▸ **What the exercise asks**
Copy every line of the records below word for word, and leave the pictures out.

▸ **Supplied data**
* begin *
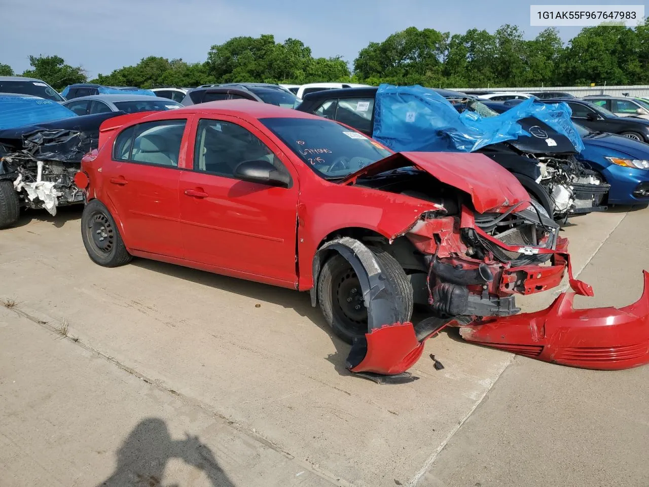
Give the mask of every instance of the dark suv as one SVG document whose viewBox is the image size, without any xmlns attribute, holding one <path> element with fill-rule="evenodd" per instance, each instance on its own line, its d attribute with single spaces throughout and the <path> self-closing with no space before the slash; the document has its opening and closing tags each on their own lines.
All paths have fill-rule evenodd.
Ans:
<svg viewBox="0 0 649 487">
<path fill-rule="evenodd" d="M 188 92 L 181 102 L 189 106 L 217 100 L 252 100 L 285 108 L 294 108 L 299 99 L 278 84 L 265 83 L 227 83 L 199 86 Z"/>
</svg>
* end *
▸ **Written reply**
Give the mask of every instance of the dark suv as one SVG document whose viewBox is the image size, without any xmlns attribute, holding one <path> element with fill-rule="evenodd" per instance, each instance on its own line, its d attribute with single spaces throughout and the <path> self-closing with no space before the slash; the document has its opening and closing tags each on their own lines.
All paths have fill-rule evenodd.
Ans:
<svg viewBox="0 0 649 487">
<path fill-rule="evenodd" d="M 188 92 L 181 102 L 189 106 L 217 100 L 252 100 L 285 108 L 294 108 L 299 99 L 278 84 L 265 83 L 227 83 L 199 86 Z"/>
</svg>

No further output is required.